Chen Cao e Yu sono costretti ad utilizzare una metodologia d’indagine tipicamente americana – debbono infatti letteralmente inventare la figura e i metodi del profiler -, per giungere a ricostruire un frammento di storia personale della rivoluzione culturale dalla quale è sorto e si è formato il serial killer che dovranno riuscire a fermare.
Meno prolisso che in altre circostanze, un giallo che penetra con maggiore incisività nella storia cinese recente, una storia che anche i cinesi non desiderano in alcun modo risvegliare, regalando al lettore occidentale una visione non comune di ciò che si muoveva alle spalle e sotto il segno della «rivoluzione culturale». Notevole e inatteso il finale, degna conclusione di un’infinita storia di abusi, soperchierie, falsità ed esibiti alibi ideologici.

(Dati in ingresso)

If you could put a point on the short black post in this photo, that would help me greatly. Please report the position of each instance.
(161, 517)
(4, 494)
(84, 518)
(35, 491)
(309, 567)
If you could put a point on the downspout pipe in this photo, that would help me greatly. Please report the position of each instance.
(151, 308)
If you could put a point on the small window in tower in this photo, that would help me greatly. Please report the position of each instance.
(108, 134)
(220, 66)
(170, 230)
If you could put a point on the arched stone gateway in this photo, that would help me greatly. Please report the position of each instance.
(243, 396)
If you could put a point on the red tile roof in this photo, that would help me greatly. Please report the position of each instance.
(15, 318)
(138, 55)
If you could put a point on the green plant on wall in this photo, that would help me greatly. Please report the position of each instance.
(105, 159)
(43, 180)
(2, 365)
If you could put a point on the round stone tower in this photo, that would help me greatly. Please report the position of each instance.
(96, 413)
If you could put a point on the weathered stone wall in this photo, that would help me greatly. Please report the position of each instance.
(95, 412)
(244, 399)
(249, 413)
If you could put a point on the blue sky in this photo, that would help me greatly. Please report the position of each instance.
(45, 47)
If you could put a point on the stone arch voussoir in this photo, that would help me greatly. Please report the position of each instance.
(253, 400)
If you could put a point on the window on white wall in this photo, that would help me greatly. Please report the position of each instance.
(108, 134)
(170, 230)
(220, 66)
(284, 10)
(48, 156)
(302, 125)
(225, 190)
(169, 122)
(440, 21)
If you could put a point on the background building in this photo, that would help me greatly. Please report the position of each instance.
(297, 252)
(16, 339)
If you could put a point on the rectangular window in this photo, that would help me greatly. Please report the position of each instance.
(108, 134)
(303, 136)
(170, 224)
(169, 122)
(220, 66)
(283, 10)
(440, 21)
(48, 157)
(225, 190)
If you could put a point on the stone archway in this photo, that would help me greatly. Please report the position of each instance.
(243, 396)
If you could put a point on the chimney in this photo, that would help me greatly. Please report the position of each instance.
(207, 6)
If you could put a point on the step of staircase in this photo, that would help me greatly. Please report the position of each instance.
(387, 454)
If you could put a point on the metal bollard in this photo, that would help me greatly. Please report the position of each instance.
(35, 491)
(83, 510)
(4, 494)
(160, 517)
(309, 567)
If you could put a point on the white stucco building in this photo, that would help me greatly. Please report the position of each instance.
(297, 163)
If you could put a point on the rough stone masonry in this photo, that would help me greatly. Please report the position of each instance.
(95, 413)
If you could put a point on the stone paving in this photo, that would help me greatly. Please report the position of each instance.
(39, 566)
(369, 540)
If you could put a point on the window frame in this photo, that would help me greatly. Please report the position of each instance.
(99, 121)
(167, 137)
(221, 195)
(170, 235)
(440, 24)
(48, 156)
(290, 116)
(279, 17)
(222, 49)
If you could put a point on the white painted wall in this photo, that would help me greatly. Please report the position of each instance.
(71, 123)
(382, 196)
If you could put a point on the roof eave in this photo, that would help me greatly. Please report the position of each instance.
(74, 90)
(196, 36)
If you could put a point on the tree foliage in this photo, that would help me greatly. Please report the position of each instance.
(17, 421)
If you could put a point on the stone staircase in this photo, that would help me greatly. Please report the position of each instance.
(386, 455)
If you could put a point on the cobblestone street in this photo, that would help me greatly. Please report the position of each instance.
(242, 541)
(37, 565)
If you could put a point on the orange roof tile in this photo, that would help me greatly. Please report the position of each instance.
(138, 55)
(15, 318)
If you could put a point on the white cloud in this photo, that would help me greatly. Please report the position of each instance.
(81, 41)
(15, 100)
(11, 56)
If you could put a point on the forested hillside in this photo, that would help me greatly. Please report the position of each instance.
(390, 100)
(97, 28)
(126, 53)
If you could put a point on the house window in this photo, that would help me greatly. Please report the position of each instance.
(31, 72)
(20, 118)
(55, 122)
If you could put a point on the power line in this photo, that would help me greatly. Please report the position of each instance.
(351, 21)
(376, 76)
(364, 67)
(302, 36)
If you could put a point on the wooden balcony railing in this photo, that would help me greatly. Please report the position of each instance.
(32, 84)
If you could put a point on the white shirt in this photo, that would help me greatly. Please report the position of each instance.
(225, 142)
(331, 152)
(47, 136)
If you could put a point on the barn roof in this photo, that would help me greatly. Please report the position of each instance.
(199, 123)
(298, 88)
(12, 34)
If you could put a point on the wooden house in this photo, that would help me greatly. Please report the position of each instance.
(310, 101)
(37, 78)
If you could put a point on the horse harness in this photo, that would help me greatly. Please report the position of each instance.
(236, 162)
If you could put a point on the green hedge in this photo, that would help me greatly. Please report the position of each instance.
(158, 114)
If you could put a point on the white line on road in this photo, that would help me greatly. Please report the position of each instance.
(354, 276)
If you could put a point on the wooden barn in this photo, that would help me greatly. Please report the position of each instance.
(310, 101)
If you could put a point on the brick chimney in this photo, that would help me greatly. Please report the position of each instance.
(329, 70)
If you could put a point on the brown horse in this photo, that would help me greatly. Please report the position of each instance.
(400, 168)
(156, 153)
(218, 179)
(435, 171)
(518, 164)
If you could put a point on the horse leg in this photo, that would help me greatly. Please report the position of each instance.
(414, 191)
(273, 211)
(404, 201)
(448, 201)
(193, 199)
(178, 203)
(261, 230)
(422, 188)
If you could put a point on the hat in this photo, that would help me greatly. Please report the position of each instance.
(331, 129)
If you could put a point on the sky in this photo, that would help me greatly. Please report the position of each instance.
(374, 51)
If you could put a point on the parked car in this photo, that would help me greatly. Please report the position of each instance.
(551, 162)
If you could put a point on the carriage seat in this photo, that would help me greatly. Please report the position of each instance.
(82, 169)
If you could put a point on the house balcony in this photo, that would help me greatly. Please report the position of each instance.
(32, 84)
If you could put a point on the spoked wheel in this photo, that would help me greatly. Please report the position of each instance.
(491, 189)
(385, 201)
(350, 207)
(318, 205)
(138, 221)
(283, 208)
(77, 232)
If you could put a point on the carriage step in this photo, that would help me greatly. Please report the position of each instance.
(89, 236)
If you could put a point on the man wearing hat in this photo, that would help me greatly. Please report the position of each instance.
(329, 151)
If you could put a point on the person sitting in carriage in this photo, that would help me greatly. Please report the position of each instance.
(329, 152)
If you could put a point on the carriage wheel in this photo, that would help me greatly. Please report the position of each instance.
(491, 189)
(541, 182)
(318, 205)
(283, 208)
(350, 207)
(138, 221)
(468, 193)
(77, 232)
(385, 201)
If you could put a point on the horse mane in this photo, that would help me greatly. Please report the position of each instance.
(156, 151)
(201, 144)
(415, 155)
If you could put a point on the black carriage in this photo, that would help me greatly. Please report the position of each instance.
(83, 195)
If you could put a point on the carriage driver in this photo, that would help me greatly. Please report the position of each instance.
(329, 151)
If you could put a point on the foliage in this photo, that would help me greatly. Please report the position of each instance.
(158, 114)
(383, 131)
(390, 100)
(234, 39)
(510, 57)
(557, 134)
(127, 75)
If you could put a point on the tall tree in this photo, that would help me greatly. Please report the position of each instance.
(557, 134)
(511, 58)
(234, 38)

(Consegna 1) Modifica il passo dell'estratto che comincia con "Chen Cao e Yu" e termina con "esibiti alibi ideologici.", trascrivendolo con "romanzo poliziesco" al posto di "giallo".
(Consegna 2) Estrai dalle voci ogni riga che contiene la stringa "balcony", distinguendo tra maiuscole e minuscole.
L'estratto e le voci sono materiali distinti, senza legami tra loro.

(Risposta 1)
Chen Cao e Yu sono costretti ad utilizzare una metodologia d’indagine tipicamente americana – debbono infatti letteralmente inventare la figura e i metodi del profiler -, per giungere a ricostruire un frammento di storia personale della rivoluzione culturale dalla quale è sorto e si è formato il serial killer che dovranno riuscire a fermare.
Meno prolisso che in altre circostanze, un romanzo poliziesco che penetra con maggiore incisività nella storia cinese recente, una storia che anche i cinesi non desiderano in alcun modo risvegliare, regalando al lettore occidentale una visione non comune di ciò che si muoveva alle spalle e sotto il segno della «rivoluzione culturale». Notevole e inatteso il finale, degna conclusione di un’infinita storia di abusi, soperchierie, falsità ed esibiti alibi ideologici.

(Risposta 2)
If you could put a point on the wooden balcony railing in this photo, that would help me greatly. Please report the position of each instance.
If you could put a point on the house balcony in this photo, that would help me greatly. Please report the position of each instance.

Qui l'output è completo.